_Orientação A_: Por favor, reproduza fielmente todas as entradas abaixo, linha por linha.

_Trecho selecionado_:
= = = = =
Isso os Padres conheciam por experiência, não por especulação.
Esse
resumo do método teológico patrístico deveria bastar apara fazer compreender
que a teologia e a hermenêutica que os Padres aplicam à Bíblia não são de modo
algum especulativas. O método é simples e seu resultado é claro. Estabelecida
com todo rigor, a doutrina sobre a Santa Trindade pode se resumir – ao menos no
que tange ao filioque – em dois enunciados fundamentais:
a.
O que é comum na Santa Trindade é comum às
três Pessoas ou hipóstases, e idêntico nelas;
b.
O que é hipostático, ou o atributo hipostático,
ou o modo de existência, é individual e pertence apenas a uma Pessoa ou
hipóstase da Santa Trindade; assim, temos os koinà e os akoinonéta,
vale dizer, o que é comum e o que é individual e incomunicável.
= = = = =
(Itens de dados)
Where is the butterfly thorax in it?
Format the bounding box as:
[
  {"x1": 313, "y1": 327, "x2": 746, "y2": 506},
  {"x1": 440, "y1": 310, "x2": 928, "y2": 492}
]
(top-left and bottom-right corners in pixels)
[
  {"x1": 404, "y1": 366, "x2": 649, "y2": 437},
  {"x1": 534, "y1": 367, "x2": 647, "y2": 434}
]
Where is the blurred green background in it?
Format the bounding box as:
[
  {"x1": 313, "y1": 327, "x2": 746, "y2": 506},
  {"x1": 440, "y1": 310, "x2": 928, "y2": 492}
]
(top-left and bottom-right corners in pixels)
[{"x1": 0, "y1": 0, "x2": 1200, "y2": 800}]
= = = = =
_Orientação B_: No trecho sobre a Santa Trindade, transcreva tudo de "O que é comum na" até "individual e incomunicável." e substitua "incomunicável" por "intransferível".

_Solução completa A_:
Where is the butterfly thorax in it?
Format the bounding box as:
[
  {"x1": 313, "y1": 327, "x2": 746, "y2": 506},
  {"x1": 440, "y1": 310, "x2": 928, "y2": 492}
]
(top-left and bottom-right corners in pixels)
[
  {"x1": 404, "y1": 366, "x2": 649, "y2": 437},
  {"x1": 534, "y1": 367, "x2": 647, "y2": 434}
]
Where is the blurred green background in it?
Format the bounding box as:
[
  {"x1": 313, "y1": 327, "x2": 746, "y2": 506},
  {"x1": 440, "y1": 310, "x2": 928, "y2": 492}
]
(top-left and bottom-right corners in pixels)
[{"x1": 0, "y1": 0, "x2": 1200, "y2": 800}]

_Solução completa B_:
O que é comum na Santa Trindade é comum às
três Pessoas ou hipóstases, e idêntico nelas;
b.
O que é hipostático, ou o atributo hipostático,
ou o modo de existência, é individual e pertence apenas a uma Pessoa ou
hipóstase da Santa Trindade; assim, temos os koinà e os akoinonéta,
vale dizer, o que é comum e o que é individual e intransferível.